E.A. Sports Today

Falcons ready to fly

New man Sanders brings unique perspective and approach to a Donoho football program looking to get back on winning track


Coach: Mark Sanders (Donoho 1st year, 17-14 overall)

Sept. 1 – Horseshoe Bend
Sept. 8 – Victory Christian
Sept. 15 – at Winterboro
Sept. 22 – vs. Coosa Christian
Sept. 29 – at Spring Garden
Oct. 6 – Appalachian
Oct. 13 – at Talladega Co. Central
Oct. 20 – Ragland
Oct. 27 – at Wadley
Nov. 3 – at Woodland

By Jay Pace
For East Alabama Sports Today

Since the minute Mark Sanders accepted the job as Donoho’s football coach in February there’s been a real excitement surrounding the new coach, his new team, this entire program.

And while Sanders has yet to coach his first game at Donoho, early indications suggest Donoho has finally gotten its man.

“I’ve really been blown away by the amount of support I’ve seen since I’ve been here,” Sanders said. “The parents are wonderful. They want to help out in any way they can. Everybody is all in. They make sure we have what we need.”

Right now, what they need is a guy like Mark Sanders.

The Donoho School, as it’s officially called, known for its rigid academic standards, annually produces some of the brightest and most accomplished minds within the confines of Alabama and throughout the southeast. The average ACT and SAT scores of Donoho students swells high above the national average.
========================================================================
* _PROBLEMS_
A) Rewrite the Donoho football article from "Since the minute" to "like Mark Sanders.", replacing "parents" with "families".
B) According to the Donoho football article, in what month did Mark Sanders accept the job as the school's football coach?
C) Continue the article on the Donoho football program from its last sentence.

* _STORED ROWS_
========================================================================
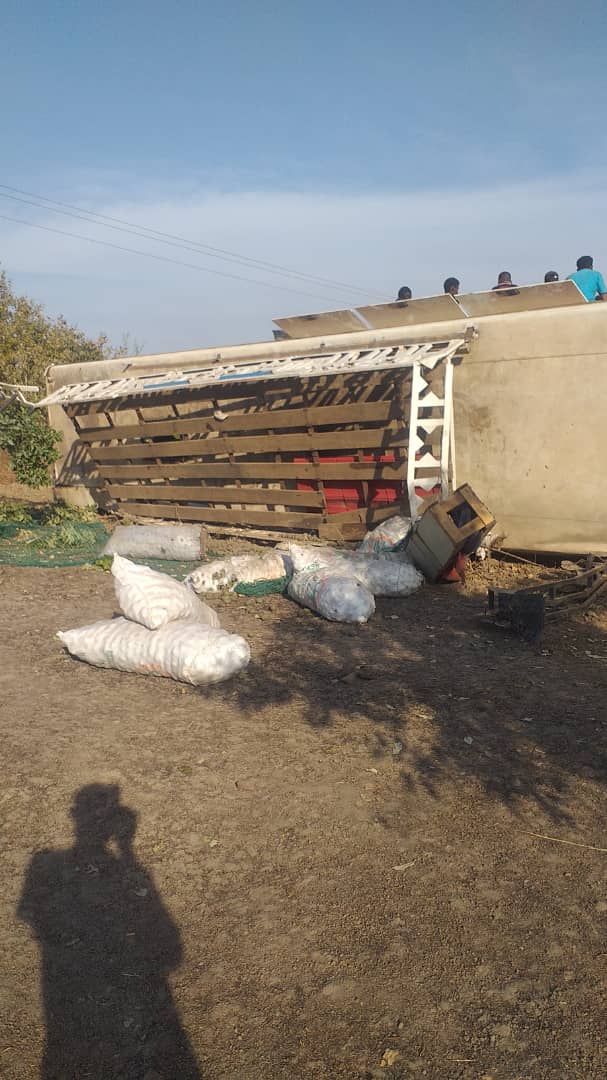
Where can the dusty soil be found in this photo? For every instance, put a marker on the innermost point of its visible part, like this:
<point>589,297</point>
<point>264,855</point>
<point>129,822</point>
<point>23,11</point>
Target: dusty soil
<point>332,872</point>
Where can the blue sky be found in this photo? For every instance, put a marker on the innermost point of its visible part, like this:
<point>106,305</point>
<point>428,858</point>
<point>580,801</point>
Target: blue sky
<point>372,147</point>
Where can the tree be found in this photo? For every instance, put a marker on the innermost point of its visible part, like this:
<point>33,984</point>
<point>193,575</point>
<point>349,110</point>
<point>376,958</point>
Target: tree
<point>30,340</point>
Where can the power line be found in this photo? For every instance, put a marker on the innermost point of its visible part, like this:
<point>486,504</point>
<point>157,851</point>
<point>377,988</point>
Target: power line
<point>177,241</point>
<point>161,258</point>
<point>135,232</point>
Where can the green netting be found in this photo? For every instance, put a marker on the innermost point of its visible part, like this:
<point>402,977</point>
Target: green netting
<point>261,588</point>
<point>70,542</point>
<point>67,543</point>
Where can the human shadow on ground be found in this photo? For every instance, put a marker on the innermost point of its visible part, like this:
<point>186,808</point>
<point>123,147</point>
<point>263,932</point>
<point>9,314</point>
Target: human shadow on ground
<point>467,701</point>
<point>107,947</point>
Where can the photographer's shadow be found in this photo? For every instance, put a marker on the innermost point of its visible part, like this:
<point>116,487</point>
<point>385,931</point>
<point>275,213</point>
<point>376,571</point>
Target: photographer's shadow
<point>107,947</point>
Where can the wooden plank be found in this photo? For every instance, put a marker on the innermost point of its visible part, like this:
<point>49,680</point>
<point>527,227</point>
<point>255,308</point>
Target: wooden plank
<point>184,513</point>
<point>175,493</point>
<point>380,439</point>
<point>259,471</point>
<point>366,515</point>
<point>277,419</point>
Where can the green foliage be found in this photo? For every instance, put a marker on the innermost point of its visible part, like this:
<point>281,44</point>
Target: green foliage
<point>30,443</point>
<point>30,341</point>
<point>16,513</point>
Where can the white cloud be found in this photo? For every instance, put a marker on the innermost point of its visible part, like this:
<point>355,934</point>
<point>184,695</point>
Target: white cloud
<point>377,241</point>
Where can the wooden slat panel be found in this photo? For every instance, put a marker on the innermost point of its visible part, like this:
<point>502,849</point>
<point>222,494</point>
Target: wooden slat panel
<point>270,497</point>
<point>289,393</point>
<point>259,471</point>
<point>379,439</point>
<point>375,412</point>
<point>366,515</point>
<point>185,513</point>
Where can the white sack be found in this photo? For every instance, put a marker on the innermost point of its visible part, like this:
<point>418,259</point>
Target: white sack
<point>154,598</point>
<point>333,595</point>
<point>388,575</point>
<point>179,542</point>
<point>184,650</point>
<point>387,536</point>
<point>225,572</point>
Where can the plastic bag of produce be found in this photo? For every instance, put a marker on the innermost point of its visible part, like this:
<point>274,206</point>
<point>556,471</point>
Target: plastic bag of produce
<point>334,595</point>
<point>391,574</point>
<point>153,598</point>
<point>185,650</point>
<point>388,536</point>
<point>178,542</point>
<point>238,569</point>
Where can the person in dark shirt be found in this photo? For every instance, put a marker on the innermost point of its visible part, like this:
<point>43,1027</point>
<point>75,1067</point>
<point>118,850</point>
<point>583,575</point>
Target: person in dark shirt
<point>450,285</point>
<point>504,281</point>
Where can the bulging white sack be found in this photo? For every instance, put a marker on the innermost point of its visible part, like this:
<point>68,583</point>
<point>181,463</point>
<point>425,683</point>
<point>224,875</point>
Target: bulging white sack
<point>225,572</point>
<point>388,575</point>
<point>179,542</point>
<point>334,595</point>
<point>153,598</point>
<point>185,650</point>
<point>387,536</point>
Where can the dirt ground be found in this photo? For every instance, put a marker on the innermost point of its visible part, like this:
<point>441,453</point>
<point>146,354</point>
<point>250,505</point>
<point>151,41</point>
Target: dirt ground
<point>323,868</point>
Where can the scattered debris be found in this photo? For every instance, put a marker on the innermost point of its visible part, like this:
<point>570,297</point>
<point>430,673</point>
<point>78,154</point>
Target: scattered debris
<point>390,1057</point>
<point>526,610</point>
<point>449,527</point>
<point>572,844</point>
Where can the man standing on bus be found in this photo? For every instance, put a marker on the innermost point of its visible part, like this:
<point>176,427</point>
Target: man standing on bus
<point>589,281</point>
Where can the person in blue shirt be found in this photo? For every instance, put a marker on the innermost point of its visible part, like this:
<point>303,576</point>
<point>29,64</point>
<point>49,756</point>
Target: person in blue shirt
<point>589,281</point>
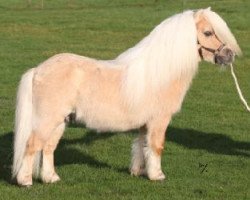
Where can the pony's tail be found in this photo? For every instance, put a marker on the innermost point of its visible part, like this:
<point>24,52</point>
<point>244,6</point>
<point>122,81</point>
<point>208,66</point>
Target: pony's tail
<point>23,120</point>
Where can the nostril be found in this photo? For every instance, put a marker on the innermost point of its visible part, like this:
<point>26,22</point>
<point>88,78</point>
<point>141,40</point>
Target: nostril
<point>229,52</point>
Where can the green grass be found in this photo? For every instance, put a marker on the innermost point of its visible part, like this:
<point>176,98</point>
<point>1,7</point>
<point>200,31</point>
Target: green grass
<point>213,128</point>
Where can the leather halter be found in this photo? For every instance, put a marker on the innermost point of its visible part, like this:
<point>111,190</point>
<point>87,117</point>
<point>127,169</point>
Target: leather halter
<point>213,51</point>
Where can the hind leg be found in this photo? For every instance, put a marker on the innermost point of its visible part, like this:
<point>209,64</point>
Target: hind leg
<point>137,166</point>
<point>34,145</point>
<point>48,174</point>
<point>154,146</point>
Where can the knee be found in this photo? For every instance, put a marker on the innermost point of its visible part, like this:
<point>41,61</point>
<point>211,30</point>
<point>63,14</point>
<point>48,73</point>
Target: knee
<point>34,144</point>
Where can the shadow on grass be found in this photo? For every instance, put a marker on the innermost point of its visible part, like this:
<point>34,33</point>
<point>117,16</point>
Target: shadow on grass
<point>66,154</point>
========================================================================
* _ANSWERS BELOW_
A)
Since the minute Mark Sanders accepted the job as Donoho’s football coach in February there’s been a real excitement surrounding the new coach, his new team, this entire program.

And while Sanders has yet to coach his first game at Donoho, early indications suggest Donoho has finally gotten its man.

“I’ve really been blown away by the amount of support I’ve seen since I’ve been here,” Sanders said. “The families are wonderful. They want to help out in any way they can. Everybody is all in. They make sure we have what we need.”

Right now, what they need is a guy like Mark Sanders.

B) February

C)
Doctors and lawyers and such.

Niche.com, an academic review site devoted to ranking U.S. colleges and universities, ranked Donoho as the fourth best College Prep Private high school in the state of Alabama for the 2016-17 school year. A total of 86 schools were ranked in the survey.


According to the school’s “College Profile,” released following the conclusion of every academic year, The Donoho School has a 100 percent college acceptance rate among its students since its founding in 1963.

But those lofty academic standards and the subsequent results — the 3.79 average GPA produced by the supremely gifted members comprising the school’s student body — doesn’t come without a price tag. Tuition costs range from $7,500 to $9,500 per academic year.

Having said all that, Donoho isn’t your average, run-of-the-mill high school football program. It’s more student, less athlete. It fosters competition. It demands excellence. And that’s just in the classroom.

This is a unique program facing unique challenges and Sanders, a strapping 34-year-old program builder who previously coached at Victory Christian — a school and program strikingly similar to the one he inherits at Donoho — has a unique approach to building a winning program.

“One of my philosophies is to have fun and enjoy it,” the former Alabama lineman explained. “If you’re not having fun there’s no reason to be playing.

“I try to get them interested and having fun and having a good time. They’ll do so much better if they’re having fun and not intimidated on the field and always worried about screwing up.”

Amidst the year-round commitment required of the modern high school football player, Sanders and his new-fangled, old-school philosophy about football being fun and players having a good time is a breath of fresh air.

Regardless of his approach to the game or the massive divide existing between the coaching philosophies he employs and just about every one of his peers, Sanders is doing something right. In a results-oriented business, he produces.

Exactly four years ago, Sanders inherited a downtrodden Victory Christian program looking for an identity. That, and a couple wins.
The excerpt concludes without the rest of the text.